> _EXERCISE GOAL_:
Using the lines below, work out the count of those that hold "innermost". Give the number only.

> _SUPPLIED MATERIAL_:
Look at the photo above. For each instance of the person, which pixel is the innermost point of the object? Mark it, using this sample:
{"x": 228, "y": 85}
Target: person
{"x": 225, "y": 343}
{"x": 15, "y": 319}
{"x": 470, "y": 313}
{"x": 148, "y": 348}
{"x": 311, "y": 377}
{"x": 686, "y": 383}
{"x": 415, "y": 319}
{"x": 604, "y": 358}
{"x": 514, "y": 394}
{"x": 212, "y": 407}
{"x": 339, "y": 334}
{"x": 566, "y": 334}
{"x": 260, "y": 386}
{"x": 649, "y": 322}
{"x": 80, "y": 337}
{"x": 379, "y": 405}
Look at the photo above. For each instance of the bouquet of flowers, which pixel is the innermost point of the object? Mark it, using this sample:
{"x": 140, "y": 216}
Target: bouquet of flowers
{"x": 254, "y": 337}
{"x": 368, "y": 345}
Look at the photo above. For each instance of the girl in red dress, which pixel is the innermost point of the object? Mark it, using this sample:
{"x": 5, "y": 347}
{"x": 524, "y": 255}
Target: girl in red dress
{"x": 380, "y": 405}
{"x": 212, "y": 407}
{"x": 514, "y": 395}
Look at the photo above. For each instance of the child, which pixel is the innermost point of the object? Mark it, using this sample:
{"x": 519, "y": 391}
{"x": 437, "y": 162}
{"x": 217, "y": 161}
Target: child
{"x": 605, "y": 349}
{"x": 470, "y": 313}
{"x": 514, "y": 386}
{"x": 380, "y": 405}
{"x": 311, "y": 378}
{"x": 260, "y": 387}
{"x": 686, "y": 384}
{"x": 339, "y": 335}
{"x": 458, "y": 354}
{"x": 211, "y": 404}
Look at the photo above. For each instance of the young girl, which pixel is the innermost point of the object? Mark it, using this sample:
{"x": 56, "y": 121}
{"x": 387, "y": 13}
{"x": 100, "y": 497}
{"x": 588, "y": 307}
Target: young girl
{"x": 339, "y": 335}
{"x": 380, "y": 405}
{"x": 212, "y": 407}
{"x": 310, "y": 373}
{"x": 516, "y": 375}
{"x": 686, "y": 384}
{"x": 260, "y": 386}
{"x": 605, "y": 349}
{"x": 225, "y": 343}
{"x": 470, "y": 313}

> _RESULT OF THE EXERCISE_:
5